Change "sneaker" to "boot" in the entries from the line containing "Guideline: mark the sneaker" through the line containing "[[72, 338]]", and give back only that stretch with nothing else altered.

____ Records for processing

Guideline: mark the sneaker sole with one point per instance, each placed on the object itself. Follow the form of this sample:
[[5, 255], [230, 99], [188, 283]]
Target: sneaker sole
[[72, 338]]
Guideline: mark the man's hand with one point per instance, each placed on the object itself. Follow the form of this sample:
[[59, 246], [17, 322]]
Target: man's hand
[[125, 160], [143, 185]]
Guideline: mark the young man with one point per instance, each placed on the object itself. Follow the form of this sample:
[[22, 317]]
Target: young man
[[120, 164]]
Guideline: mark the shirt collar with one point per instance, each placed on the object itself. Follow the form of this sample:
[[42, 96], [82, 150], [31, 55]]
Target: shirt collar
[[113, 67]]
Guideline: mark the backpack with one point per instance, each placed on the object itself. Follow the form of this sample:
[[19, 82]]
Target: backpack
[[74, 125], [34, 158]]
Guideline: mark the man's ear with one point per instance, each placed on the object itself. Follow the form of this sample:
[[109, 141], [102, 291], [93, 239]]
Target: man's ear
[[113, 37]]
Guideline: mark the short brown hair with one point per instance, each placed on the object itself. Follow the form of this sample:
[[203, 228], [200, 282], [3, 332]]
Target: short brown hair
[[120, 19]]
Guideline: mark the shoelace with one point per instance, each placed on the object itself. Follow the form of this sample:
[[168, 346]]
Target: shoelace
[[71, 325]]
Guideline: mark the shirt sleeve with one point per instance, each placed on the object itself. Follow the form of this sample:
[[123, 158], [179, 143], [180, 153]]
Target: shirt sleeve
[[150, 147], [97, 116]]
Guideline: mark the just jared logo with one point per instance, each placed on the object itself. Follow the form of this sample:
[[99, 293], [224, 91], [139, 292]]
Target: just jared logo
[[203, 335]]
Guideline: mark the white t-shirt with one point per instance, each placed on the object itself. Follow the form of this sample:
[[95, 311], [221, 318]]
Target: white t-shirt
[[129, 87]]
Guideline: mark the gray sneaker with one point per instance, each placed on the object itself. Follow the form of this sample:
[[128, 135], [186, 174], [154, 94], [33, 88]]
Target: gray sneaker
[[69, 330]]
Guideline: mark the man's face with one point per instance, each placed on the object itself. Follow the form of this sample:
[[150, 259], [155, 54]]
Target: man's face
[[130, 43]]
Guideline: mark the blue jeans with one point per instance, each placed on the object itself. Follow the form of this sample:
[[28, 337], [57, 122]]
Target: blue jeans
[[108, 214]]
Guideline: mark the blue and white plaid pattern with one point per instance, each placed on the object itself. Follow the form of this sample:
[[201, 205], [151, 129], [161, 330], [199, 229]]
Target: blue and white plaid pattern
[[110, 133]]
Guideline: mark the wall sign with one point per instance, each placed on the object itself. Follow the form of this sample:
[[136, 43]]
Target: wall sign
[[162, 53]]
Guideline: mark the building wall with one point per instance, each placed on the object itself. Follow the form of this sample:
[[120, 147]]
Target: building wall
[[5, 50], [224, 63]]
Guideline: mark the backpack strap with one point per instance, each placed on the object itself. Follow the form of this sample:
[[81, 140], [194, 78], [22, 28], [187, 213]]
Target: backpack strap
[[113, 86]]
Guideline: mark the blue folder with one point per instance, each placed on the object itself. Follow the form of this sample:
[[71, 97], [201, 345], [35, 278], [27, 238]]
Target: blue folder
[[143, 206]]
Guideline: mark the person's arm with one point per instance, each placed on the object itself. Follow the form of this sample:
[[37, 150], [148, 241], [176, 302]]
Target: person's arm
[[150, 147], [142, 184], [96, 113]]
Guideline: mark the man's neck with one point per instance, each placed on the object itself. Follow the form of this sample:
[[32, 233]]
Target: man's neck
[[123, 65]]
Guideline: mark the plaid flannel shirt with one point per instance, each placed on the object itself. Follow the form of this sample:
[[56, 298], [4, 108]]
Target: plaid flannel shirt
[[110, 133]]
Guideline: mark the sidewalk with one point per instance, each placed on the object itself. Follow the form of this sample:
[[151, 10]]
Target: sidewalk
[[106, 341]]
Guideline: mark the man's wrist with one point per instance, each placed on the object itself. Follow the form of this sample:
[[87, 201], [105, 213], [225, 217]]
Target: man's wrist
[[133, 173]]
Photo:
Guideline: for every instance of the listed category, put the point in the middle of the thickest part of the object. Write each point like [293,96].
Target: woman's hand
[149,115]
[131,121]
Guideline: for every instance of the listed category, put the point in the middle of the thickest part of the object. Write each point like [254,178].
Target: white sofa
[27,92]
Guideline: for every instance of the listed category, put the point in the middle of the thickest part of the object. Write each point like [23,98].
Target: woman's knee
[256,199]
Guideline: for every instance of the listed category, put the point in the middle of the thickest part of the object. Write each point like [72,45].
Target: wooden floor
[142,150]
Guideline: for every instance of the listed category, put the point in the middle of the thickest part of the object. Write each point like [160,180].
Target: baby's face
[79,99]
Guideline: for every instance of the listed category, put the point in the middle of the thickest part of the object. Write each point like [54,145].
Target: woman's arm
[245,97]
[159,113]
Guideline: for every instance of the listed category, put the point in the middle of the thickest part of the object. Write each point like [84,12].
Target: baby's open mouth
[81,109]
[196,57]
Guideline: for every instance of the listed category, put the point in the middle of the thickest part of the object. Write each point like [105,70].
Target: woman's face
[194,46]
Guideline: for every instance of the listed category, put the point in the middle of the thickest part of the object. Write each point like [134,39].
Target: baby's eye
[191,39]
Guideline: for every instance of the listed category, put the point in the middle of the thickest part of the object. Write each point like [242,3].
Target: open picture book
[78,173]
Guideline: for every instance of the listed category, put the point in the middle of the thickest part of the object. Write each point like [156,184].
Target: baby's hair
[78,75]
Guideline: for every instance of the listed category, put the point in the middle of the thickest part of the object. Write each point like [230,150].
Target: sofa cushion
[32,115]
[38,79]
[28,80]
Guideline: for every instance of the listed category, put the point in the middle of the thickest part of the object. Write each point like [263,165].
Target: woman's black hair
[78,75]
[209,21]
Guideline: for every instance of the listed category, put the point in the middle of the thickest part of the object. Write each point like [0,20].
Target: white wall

________
____ Records for processing

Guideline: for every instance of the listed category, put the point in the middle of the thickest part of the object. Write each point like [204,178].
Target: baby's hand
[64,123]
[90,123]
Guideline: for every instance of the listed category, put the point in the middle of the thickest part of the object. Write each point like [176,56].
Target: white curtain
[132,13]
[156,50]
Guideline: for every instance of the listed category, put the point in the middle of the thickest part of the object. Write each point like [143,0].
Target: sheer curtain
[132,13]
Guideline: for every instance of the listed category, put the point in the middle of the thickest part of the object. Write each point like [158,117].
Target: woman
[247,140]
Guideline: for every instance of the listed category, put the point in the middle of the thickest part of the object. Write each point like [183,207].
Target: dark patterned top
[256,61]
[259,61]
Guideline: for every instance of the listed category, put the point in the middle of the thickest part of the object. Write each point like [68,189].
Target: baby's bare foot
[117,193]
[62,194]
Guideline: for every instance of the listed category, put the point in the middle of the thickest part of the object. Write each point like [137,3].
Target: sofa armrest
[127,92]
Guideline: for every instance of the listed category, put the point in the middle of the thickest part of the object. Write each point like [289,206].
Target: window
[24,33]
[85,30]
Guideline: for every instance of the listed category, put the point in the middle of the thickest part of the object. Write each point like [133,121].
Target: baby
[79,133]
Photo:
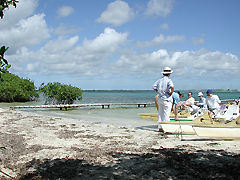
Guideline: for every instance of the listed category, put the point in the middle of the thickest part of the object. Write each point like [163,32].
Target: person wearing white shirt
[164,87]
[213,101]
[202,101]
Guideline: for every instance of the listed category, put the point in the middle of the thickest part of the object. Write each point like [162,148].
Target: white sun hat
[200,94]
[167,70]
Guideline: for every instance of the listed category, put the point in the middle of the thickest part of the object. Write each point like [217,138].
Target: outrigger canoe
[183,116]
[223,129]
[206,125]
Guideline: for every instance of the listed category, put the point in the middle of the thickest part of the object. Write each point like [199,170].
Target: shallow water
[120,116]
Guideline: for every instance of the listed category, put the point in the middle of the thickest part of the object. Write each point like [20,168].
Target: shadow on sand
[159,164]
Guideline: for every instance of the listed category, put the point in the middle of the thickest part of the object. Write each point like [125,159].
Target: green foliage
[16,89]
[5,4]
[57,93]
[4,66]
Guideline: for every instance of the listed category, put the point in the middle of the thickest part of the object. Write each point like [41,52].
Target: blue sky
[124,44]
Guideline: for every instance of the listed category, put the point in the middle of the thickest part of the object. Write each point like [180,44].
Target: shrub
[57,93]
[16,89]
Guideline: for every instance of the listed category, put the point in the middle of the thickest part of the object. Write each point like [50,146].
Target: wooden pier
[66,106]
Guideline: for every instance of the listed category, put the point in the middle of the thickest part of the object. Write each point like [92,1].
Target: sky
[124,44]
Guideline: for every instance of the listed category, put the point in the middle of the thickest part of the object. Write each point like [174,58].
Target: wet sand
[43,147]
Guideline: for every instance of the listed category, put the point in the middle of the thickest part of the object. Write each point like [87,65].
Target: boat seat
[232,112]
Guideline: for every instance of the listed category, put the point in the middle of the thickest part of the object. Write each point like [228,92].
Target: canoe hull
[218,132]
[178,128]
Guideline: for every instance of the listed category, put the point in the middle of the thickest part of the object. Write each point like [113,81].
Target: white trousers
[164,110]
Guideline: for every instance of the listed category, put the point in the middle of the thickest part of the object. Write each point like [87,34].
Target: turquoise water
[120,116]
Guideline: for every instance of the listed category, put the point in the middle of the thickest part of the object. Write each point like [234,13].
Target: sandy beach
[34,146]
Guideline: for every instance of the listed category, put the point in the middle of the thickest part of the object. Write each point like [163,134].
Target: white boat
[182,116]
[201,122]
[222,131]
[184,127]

________

Result of this exercise
Guideline: mark the boot sole with one point per instance, each placed on the object itself. Follow the form of this sample:
[[5, 255], [230, 99], [188, 283]]
Target: boot sole
[[72, 338]]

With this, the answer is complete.